(THE EXERCISE): Report how many lines in the data below contain the string "shadow", treating uppercase and lowercase letters as distinct. Give only the number.

(MATERIALS PROVIDED):
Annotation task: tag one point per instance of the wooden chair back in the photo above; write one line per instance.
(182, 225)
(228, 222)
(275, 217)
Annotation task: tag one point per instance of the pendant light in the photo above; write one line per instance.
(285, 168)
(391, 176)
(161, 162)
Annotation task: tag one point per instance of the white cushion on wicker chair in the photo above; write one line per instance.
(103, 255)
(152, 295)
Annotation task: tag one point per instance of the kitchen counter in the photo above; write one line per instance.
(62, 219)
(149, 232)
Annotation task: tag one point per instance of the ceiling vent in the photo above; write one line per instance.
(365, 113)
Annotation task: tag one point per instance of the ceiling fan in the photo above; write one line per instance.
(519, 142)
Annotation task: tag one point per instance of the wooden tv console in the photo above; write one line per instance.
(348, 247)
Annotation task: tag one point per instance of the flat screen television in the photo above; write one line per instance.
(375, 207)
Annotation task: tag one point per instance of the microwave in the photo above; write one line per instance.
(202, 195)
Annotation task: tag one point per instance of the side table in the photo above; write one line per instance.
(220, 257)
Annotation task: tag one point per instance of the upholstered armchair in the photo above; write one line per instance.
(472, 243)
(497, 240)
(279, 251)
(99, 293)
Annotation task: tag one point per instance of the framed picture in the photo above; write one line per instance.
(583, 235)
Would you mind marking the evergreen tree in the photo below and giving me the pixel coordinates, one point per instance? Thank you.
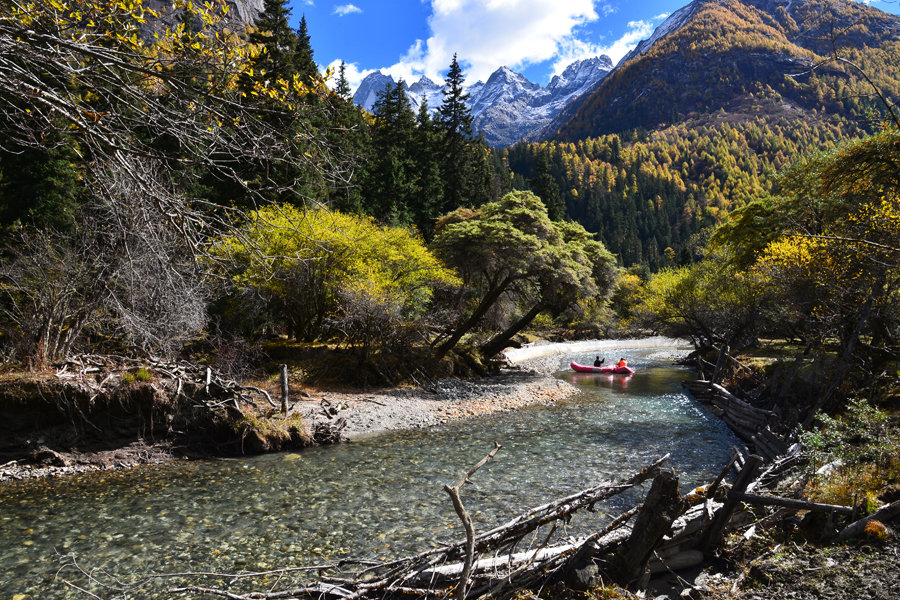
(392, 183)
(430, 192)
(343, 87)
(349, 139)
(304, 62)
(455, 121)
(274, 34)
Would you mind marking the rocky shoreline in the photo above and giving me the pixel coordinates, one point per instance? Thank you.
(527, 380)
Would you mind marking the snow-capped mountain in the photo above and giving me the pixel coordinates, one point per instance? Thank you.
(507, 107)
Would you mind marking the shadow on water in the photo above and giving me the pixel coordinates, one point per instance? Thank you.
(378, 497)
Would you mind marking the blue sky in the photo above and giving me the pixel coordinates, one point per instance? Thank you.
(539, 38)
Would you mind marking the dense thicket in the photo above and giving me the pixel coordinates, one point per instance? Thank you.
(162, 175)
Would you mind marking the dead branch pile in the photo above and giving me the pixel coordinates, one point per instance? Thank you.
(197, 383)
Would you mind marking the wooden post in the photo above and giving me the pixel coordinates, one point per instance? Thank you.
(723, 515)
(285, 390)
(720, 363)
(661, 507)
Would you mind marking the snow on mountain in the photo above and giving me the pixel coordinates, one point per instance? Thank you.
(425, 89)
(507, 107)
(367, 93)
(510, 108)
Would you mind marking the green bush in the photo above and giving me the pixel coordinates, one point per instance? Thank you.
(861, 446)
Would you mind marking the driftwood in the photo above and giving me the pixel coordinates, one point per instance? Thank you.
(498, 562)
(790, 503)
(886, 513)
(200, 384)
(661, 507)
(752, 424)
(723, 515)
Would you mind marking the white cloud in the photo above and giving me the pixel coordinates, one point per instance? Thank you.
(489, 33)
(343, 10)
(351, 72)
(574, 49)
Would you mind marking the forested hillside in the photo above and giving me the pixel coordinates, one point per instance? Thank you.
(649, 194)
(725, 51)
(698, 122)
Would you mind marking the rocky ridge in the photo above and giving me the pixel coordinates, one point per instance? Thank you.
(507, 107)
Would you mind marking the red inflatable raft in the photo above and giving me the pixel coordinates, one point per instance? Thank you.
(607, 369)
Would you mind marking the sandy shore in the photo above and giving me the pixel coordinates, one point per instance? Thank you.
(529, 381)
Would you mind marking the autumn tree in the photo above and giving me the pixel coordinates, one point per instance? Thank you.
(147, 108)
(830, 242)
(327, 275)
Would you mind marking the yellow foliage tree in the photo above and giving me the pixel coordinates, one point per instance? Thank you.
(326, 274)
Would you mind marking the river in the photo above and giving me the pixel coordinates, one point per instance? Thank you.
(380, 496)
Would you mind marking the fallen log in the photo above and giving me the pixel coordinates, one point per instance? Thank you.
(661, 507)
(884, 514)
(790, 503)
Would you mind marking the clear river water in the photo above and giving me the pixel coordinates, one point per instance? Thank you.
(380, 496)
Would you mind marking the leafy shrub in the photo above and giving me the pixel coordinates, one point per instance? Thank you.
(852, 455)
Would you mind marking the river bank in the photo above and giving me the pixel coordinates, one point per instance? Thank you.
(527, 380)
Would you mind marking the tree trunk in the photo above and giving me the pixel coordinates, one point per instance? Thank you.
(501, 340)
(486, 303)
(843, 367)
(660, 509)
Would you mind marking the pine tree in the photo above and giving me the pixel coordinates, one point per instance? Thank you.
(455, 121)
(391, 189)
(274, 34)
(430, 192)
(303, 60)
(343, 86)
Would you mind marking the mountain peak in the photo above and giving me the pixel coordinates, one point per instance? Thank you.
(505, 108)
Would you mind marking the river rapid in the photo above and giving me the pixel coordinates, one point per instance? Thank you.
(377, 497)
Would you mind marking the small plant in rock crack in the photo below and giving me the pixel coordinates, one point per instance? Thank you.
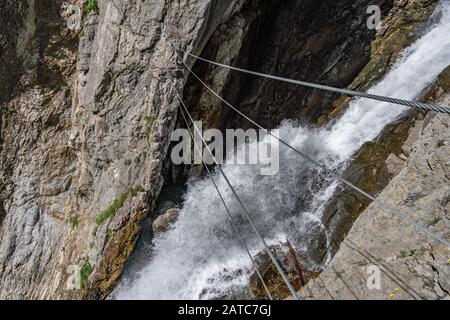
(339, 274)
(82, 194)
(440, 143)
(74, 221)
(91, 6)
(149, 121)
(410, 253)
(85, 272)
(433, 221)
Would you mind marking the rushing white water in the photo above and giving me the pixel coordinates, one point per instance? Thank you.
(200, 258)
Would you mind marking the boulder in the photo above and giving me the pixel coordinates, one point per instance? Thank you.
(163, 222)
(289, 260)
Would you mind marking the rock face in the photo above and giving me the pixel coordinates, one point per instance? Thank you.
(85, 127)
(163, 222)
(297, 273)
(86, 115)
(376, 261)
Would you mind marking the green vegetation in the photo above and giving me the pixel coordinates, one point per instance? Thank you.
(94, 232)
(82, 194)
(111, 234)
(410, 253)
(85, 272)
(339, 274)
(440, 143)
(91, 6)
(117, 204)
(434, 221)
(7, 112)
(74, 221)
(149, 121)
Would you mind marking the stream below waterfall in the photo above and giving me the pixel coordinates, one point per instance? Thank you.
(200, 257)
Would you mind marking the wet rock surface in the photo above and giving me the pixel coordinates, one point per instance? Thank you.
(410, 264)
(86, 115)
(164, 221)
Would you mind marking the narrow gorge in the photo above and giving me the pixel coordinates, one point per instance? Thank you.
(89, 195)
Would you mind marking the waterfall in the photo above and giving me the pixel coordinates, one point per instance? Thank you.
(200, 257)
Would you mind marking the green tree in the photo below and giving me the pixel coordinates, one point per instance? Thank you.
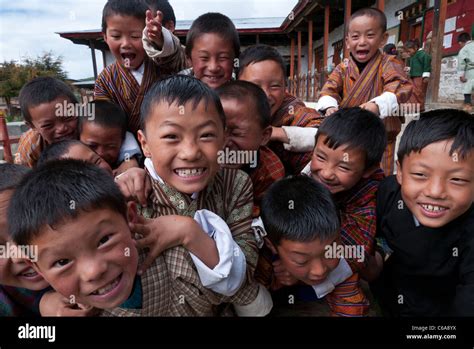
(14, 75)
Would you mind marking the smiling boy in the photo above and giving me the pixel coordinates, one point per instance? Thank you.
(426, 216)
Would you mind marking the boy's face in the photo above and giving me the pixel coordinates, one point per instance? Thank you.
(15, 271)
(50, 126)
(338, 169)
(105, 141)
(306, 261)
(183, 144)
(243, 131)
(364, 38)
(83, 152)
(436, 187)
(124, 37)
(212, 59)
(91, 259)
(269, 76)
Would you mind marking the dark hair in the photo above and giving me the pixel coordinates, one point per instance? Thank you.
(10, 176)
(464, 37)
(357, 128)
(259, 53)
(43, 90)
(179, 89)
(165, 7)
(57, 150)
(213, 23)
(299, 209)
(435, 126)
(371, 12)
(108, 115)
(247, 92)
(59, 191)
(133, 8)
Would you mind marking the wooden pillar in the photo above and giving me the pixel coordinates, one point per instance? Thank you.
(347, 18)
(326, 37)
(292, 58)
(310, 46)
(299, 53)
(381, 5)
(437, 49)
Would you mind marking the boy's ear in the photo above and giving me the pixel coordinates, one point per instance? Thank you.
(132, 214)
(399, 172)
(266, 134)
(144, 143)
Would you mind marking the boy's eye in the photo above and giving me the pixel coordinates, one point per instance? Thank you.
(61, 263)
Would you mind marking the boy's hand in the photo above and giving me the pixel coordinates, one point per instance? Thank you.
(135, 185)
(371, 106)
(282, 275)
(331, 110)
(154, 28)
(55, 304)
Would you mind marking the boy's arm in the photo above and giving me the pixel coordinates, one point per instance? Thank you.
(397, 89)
--
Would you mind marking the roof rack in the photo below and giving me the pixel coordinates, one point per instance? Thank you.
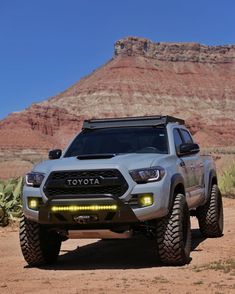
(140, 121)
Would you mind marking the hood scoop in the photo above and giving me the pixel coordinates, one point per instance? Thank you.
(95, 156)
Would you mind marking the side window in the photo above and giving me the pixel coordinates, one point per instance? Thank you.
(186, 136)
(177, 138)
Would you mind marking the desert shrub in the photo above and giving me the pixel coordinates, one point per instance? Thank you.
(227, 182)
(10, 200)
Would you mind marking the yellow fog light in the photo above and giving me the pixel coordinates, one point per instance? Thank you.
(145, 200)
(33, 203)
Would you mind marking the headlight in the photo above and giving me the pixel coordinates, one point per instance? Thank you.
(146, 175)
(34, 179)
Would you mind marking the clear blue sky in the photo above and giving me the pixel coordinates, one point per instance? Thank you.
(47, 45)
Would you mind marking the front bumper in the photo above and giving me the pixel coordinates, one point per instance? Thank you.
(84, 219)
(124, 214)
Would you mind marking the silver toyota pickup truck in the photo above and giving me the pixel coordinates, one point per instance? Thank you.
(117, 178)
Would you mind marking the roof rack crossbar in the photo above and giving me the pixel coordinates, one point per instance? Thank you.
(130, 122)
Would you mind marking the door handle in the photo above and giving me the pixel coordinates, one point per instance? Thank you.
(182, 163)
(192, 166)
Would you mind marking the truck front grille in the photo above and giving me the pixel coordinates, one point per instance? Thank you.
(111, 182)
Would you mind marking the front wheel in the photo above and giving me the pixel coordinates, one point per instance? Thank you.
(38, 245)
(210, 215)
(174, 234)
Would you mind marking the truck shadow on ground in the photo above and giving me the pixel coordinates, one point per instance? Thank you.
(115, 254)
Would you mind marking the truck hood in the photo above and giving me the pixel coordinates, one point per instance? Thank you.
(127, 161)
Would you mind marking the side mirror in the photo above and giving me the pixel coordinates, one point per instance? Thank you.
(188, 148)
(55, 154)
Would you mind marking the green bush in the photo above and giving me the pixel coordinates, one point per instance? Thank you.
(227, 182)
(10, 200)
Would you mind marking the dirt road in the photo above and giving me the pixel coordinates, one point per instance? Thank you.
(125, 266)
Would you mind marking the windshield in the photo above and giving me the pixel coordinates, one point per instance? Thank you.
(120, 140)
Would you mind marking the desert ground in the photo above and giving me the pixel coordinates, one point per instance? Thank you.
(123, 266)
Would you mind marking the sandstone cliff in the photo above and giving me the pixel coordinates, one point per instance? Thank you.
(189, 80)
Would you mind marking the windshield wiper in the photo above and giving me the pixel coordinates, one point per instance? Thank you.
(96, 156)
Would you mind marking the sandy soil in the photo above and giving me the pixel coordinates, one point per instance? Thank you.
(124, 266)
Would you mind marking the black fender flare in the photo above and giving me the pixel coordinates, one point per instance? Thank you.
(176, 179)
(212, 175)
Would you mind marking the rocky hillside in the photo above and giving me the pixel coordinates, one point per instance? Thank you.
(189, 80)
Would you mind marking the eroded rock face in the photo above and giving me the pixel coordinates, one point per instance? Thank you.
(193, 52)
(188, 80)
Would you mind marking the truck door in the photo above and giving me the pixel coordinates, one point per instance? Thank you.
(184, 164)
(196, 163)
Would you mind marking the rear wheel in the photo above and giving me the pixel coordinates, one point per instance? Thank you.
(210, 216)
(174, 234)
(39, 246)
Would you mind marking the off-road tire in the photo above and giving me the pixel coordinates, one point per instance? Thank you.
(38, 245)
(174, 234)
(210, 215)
==
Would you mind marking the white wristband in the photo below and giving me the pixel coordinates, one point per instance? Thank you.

(TASK RESPONSE): 2